(STORED DATA begins)
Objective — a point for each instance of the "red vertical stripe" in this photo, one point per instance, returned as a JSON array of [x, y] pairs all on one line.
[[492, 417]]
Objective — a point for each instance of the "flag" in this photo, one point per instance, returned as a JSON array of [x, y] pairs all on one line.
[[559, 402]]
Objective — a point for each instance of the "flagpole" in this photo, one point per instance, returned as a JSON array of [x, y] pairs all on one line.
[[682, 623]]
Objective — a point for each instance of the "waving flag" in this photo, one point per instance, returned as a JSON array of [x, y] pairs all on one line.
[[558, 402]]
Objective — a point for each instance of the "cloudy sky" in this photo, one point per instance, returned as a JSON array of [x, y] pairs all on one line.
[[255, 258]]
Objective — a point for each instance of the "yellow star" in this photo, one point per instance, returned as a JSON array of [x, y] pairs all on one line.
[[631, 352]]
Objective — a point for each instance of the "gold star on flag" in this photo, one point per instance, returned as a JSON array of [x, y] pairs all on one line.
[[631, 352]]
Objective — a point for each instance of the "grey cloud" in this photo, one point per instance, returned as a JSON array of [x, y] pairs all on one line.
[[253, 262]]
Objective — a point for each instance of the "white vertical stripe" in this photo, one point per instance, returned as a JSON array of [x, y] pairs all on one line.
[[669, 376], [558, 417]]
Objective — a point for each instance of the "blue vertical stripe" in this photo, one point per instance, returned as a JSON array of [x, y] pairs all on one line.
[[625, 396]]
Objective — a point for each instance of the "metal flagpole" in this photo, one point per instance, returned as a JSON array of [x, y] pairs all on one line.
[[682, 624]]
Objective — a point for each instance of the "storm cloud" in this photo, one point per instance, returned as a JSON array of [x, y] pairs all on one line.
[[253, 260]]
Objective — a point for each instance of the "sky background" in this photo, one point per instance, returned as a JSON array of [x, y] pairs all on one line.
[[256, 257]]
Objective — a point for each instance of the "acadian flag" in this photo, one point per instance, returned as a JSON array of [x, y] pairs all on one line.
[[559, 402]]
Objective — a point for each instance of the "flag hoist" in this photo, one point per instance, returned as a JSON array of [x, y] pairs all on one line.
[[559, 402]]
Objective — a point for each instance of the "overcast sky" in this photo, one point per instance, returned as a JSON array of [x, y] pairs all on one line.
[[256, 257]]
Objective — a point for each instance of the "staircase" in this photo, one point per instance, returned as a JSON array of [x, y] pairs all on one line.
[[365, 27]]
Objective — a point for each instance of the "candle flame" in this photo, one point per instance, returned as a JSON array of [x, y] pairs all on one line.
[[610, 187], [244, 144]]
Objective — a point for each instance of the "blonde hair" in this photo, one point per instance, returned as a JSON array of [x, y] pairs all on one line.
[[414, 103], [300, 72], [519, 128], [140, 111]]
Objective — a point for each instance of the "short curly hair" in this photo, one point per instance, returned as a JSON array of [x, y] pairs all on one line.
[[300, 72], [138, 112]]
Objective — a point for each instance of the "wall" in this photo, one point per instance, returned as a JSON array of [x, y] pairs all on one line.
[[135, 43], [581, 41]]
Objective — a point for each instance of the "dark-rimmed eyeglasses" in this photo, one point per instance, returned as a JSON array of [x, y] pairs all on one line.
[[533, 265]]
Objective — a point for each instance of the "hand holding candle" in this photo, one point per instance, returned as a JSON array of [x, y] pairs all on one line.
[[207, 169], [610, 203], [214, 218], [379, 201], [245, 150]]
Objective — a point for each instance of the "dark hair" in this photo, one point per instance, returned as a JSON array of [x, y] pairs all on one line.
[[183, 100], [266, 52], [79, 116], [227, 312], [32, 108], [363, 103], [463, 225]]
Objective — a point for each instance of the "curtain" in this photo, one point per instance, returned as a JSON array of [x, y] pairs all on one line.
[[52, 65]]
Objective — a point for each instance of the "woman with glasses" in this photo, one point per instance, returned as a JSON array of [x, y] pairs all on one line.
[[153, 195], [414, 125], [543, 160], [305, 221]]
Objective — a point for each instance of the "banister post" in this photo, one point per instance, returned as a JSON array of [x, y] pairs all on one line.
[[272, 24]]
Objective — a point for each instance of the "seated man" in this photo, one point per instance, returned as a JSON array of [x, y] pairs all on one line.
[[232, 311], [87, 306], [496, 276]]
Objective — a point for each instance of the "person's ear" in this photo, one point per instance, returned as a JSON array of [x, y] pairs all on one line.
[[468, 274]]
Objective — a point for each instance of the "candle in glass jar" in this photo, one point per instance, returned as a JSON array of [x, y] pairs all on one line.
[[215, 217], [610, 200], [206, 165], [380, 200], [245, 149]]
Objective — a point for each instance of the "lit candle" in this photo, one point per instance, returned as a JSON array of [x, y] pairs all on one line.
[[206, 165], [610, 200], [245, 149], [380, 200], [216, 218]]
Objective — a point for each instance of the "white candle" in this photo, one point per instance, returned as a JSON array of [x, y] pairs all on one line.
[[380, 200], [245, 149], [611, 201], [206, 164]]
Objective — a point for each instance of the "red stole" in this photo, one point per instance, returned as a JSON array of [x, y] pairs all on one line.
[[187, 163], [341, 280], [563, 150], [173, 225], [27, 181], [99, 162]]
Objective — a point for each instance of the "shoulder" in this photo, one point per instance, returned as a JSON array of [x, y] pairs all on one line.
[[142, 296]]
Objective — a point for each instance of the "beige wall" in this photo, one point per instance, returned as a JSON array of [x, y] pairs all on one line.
(STORED DATA ends)
Here the goal is to repeat each entry exactly.

Objective — a point for each instance of the "red vertical stripe" in this photo, one point per instance, returned as a JSON array of [x, y] pairs all on one line.
[[492, 417]]
Objective — a point for each instance of the "flag" in this photo, one point per instance, returned as a JSON array of [x, y] pairs all on one line.
[[559, 402]]
Objective — a point for each instance of the "flagpole" in this photo, one point per instance, returned as a JSON array of [x, y] pairs all on one line.
[[682, 623]]
Objective — a point for each instance of the "waving flag" in this photo, one point per instance, returned as a JSON array of [x, y] pairs all on one line.
[[558, 402]]
Objective — a point for each instance of the "cloudy sky" in this photo, one point per instance, returned as a JSON array of [x, y] pairs all on one line.
[[255, 258]]
Objective — a point for each instance of the "yellow star" in this photo, one point per instance, returned as a JSON array of [x, y] pairs all on one line.
[[631, 352]]
Objective — a point for each instance of the "gold star on flag" in this photo, one point per instance, returned as a JSON array of [x, y] pairs all on one line.
[[631, 352]]
Objective — a point for each instance of the "grey cloud" in this photo, one point per instance, returned as a JSON array of [x, y] pairs all on one line.
[[253, 262]]
Objective — a point for each instance of the "white vertical stripe" in this photo, one point per instance, returned as a JSON array of [x, y] pairs all on one line.
[[669, 376], [558, 417]]
Objective — a point for each instance of the "blue vertical stripe" in this photo, one point per instance, returned as a JSON array of [x, y] pairs all on one line.
[[625, 396]]
Objective — a point for each instance of the "metal flagpole" in this photo, one point per instance, returned as a JSON array of [x, y] pairs all on one line.
[[682, 624]]
Objective — a point for each instance of the "storm cloud" in this photo, one point per instance, returned as a JSON array of [x, y] pairs all on one line.
[[253, 260]]
Objective — a point for each instance of the "sky background" in this photo, one point per instance, returned as a JSON array of [x, y] pairs all on one line.
[[256, 257]]
Objective — a point for each instance of the "acadian flag" in this photo, one point per instance, returned as a JSON array of [x, y] pairs all on one line.
[[559, 402]]
Objective — a point for each instance of the "flag hoist" in this photo, one point per instance, returned as a JSON array of [x, y] pairs all on one line.
[[559, 402]]
Objective — a point for each instance of the "overcast sky" in this photo, one point per instance, returned as a JSON array of [x, y] pairs all on one line.
[[256, 257]]
Objective — a point for each instance of the "staircase" in this photo, one point per instance, returned as a JSON array of [x, y] pairs all on one line.
[[365, 27]]
Objective — a point for each instance of the "candle flame" in this photo, one point per instance, returned as a JSON array of [x, y] pairs all on one line.
[[610, 187], [244, 144]]
Objective — a point for each instance of the "blonde hair" in this photo, one point per instance, returned as a JSON array of [x, y] pairs all on one line.
[[414, 103], [300, 72], [519, 128], [140, 111]]
Objective — a point for each instance of the "short curly hair" in this photo, one point per instance, returned as a JSON array of [x, y] pairs all on one line.
[[300, 72], [138, 112]]
Objective — a point for each instance of the "wall" in this photo, one point per instance, returned as a JSON array of [x, y] pairs all on one line.
[[135, 43], [581, 41]]
Objective — a point for each instance of the "dark-rimmed eyeglasses" in this photo, one point per instance, returned as a JSON array of [x, y] pairs all on one line.
[[533, 265]]
Objective — a point for each instance of the "hand holding candle" in this photo, one point per instance, returned as a JSON array of [x, y] pairs all on one line.
[[207, 169], [610, 203], [214, 218], [379, 201], [245, 150]]
Objective — a point for each instance of the "dark hair" in this photo, one point per instance, returned as a JSON array of [x, y] pairs all on one line.
[[183, 100], [266, 52], [79, 116], [227, 312], [32, 108], [363, 103], [463, 225]]
Objective — a point for each instance of the "curtain" in this photo, one point per instance, returned as a JSON array of [x, y] pairs all on one line.
[[52, 65]]
Objective — a point for each instance of the "woman with glasses" in this photo, one point per instance, returned as a JSON array of [x, y] pairs all on one line.
[[153, 195], [414, 125], [543, 160], [305, 221]]
Objective — a point for each instance of the "banister post" in this photo, one point per instance, returned as a JSON array of [x, y] pairs all on one line.
[[272, 24]]
Objective — a point for each instance of the "seated man" in this photo, one point per instance, returned as a JSON array of [x, y] pairs all on one line.
[[232, 311], [87, 306], [496, 276]]
Objective — a point for each instance of the "person's ear" in this photo, one point per instance, returned as a JSON array of [x, y] pairs all on one line.
[[468, 274]]
Objective — a point for each instance of the "candle in glass jar" in this photo, one point per instance, returned as a JSON array of [x, y] pairs all on one line.
[[215, 217], [610, 200], [206, 165], [380, 200], [245, 149]]
Objective — a point for each instance of the "lit candle" in this photo, one point per instance, returned as a JSON array of [x, y] pairs all on one line.
[[206, 165], [610, 200], [245, 149], [380, 200], [216, 218]]
Objective — a point for each instance of the "white candle" in this photo, one point per instance, returned as a JSON array of [x, y] pairs all on one line.
[[380, 200], [245, 149], [611, 201], [206, 164]]
Objective — a point for each instance of the "red stole" in this photo, one point per instance, returned as a JSON array of [x, y] pairs all on one line.
[[187, 163], [341, 280], [563, 150], [173, 225], [27, 181], [99, 162]]
Objective — a point for each instance of the "shoulder" in this photo, one point per instance, returned as a JSON array of [x, y] pairs all on one line.
[[142, 296]]
Objective — a point for each instance of the "beige wall" in this photo, one point per instance, returned as a JSON array of [x, y] pairs all on one line.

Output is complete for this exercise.